## SELECTED EXTRACT
(begin)
First, the Nikon D90 is a camera that does nothing superbly but does everything well.  And it just keeps...on...going.  I've yet to met a D90 owner who said he/she had a lemon.  There are now better cameras out there but for reliability the D90 is a superb choice.  I know two wedding pros who have D90's as their backup bodies.

Second, you can buy a used D90 with a limited warranty for $375 USD (not sure how that stacks up against the Looney these days).  Do a little searching online and show him the alternatives and see if he'll come down.  If he won't, either buy one of the other D90's that are used OR buy yourself a D3100 or D3200 or D5100 any which one would be $500 USD or under NEW (with a kit lens).

Ed


----------



## manicmike (Feb 7, 2014)

The deal you got seems like a pretty good deal to me.


----------



## Bossy (Feb 7, 2014)

Now thats a good deal!


----------



## apvm (Feb 7, 2014)

Good deal


----------



## goodguy (Feb 7, 2014)

treeafodo said:


> Bit of a grave dig, but I bought the camera and it was delivered today.
> I ended up getting it for a better deal.
> 
> D90 body w/ 18-105 kit lense as well as a Nikon 35mm f/1.8 AF-s prime lense. All for $450! I'm so excited to finally have my own camera!


Well looking at the price and lenses I would say you got a hell of a deal.

Used the Nikon 35mm 1.8G is worth about 150$
Used the Nikon 18-105mm VR is worth 150$-180$
So you got the D90 for around 150$ which is a VERY good deal.

I am still not crazy about the D90 but looking overall about the deal you did the right thing, in a year or two if you decide to move to a better DX camera you will already have 2 good lenses to carry to the next body.

Good luck and enjoy your new camera.


----------



## ulrichsd (Feb 8, 2014)
(end)
Decide whether each statement below agrees with the forum thread about buying a used Nikon D90. For each, answer yes or no and quote the words of the thread that decide it.
1. A used D90 with a limited warranty can be bought for $375 USD.
2. The buyer paid $500 for the D90 body and both lenses.
3. One reply values the used Nikon 35mm 1.8G at about $150.

## MATERIAL SUPPLIED
(begin)
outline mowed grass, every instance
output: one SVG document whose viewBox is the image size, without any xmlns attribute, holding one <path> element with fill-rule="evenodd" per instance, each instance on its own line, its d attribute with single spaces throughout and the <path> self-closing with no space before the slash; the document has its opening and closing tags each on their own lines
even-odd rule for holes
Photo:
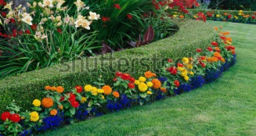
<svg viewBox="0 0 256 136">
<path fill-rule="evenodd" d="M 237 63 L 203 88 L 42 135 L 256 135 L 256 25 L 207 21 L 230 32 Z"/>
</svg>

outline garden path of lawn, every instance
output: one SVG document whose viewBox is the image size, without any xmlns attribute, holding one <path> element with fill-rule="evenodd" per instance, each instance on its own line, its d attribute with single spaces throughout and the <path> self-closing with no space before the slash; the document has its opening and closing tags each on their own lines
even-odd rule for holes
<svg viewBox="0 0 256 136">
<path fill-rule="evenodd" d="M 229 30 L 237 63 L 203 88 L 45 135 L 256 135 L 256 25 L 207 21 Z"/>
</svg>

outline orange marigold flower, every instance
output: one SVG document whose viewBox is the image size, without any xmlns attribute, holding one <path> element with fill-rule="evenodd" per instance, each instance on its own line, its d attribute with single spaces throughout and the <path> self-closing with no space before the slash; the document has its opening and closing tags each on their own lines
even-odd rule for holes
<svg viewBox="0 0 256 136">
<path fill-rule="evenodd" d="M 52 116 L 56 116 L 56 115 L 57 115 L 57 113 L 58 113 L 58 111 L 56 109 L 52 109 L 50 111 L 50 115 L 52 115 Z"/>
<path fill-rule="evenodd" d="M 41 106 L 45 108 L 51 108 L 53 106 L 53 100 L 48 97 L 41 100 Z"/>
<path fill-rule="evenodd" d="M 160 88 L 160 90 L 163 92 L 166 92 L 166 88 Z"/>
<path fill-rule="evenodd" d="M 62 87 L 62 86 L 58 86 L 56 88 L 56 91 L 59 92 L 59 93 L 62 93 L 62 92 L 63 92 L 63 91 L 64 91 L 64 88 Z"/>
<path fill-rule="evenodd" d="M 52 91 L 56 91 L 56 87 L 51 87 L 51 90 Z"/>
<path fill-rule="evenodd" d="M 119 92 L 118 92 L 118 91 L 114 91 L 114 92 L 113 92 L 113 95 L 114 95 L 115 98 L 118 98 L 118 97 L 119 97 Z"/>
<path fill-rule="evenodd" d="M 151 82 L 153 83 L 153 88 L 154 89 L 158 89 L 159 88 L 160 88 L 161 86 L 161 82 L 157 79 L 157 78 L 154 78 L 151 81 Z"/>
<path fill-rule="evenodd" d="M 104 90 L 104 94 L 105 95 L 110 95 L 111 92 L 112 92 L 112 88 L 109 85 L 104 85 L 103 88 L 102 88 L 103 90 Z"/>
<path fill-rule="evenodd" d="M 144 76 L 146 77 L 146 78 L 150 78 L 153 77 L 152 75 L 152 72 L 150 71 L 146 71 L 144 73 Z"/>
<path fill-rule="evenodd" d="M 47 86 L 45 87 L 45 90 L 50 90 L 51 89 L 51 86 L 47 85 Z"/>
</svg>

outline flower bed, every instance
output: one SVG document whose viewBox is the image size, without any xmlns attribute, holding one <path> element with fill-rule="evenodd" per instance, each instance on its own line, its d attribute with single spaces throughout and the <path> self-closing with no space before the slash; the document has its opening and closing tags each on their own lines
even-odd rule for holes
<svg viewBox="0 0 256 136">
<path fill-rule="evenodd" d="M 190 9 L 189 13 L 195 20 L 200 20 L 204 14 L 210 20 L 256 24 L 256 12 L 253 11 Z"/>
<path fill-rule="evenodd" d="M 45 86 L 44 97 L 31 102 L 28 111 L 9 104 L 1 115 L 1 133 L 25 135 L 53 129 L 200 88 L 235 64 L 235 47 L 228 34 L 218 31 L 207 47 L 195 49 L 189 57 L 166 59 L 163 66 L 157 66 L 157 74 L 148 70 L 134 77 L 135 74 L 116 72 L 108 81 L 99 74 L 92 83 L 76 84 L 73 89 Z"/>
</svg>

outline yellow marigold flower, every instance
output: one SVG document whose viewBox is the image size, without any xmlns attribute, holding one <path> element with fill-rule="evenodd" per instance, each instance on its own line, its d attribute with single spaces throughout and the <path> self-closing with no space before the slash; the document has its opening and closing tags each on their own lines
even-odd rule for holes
(end)
(begin)
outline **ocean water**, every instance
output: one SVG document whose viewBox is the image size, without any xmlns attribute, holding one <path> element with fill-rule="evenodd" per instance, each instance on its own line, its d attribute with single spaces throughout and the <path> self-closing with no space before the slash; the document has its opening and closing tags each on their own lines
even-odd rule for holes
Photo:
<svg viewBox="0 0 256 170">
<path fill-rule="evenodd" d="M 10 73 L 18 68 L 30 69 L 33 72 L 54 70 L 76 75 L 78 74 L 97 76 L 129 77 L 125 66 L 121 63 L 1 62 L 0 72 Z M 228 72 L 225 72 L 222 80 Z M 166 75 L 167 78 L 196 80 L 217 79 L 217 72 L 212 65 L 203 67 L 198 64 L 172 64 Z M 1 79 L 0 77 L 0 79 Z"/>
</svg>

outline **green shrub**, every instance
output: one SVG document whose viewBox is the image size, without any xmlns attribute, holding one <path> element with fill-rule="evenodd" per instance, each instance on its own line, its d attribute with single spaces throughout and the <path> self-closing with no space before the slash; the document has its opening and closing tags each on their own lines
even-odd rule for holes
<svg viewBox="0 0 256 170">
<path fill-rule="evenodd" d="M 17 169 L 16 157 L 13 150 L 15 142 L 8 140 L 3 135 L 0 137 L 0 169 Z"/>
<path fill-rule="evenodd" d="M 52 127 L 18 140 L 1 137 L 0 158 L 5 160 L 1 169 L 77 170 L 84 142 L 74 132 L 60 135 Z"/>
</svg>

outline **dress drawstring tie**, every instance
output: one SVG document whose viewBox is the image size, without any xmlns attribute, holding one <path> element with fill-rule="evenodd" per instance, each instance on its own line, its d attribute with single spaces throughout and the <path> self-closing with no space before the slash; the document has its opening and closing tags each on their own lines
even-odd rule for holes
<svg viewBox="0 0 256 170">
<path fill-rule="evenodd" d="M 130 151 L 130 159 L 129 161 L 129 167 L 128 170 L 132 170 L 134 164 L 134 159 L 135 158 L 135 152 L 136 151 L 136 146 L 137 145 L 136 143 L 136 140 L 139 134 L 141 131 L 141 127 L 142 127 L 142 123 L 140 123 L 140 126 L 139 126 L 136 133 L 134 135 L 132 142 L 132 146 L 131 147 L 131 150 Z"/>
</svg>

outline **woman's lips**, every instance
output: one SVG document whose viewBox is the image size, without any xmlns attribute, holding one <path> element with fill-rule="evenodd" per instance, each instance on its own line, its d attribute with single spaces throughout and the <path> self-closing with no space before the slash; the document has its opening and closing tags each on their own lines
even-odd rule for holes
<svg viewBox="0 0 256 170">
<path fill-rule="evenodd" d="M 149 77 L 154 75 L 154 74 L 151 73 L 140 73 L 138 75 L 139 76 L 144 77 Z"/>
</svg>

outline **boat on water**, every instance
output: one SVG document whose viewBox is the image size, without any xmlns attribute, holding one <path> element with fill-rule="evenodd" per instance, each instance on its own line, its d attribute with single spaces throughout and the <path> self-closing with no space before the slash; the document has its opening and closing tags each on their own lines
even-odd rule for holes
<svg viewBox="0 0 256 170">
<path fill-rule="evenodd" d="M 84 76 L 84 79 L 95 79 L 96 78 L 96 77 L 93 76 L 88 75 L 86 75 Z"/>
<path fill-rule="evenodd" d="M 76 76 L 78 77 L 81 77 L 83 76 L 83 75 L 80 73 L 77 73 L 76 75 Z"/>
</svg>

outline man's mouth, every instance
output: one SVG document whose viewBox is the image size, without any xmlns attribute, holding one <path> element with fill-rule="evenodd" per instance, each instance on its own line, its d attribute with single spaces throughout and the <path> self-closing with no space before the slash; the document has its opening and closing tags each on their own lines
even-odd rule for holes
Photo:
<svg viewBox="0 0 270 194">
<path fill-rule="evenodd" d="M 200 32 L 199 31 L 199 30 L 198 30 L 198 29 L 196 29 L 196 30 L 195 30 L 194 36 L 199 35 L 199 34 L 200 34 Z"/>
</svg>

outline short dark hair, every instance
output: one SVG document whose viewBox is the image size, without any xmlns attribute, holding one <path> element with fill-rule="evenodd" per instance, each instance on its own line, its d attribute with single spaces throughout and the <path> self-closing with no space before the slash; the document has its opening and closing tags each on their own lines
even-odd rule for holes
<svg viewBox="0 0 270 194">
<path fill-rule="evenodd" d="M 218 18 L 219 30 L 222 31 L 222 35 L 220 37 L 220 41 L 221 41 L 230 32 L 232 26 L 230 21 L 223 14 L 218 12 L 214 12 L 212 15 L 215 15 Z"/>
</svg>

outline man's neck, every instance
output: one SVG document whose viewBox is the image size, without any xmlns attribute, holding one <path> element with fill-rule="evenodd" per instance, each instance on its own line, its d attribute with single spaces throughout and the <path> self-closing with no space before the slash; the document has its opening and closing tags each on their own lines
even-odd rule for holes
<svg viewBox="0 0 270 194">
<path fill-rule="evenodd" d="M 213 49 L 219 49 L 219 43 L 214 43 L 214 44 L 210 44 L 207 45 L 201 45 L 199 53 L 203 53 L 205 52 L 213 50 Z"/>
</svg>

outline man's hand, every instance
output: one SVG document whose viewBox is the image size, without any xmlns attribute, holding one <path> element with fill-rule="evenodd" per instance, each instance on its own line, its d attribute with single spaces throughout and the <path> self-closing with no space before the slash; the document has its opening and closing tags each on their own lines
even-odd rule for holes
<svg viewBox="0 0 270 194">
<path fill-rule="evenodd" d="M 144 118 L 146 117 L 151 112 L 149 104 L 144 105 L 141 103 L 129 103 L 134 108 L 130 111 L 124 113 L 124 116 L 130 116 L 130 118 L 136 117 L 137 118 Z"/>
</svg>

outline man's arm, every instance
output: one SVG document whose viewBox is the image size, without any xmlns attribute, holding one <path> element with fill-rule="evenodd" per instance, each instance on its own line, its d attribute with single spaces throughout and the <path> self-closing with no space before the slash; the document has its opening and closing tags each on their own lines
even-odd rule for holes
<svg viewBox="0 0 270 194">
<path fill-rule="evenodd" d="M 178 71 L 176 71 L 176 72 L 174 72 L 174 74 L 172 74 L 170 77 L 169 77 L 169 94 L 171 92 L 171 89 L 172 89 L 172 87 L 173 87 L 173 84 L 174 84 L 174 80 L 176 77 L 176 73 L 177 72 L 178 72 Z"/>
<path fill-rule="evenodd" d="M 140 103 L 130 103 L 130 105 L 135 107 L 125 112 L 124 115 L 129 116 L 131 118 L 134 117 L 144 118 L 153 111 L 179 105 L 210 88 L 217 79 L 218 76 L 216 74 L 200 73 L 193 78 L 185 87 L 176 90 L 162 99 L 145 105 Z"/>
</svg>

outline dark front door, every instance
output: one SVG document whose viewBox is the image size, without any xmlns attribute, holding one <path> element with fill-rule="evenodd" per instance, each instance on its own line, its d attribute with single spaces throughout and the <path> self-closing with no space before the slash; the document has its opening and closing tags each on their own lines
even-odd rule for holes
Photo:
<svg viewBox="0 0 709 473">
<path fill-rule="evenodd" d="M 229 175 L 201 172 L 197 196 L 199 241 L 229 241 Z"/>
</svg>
(end)
## FULL ANSWER
1. Yes: "you can buy a used D90 with a limited warranty for $375 USD"
2. No: "All for $450!"
3. Yes: "Used the Nikon 35mm 1.8G is worth about 150$"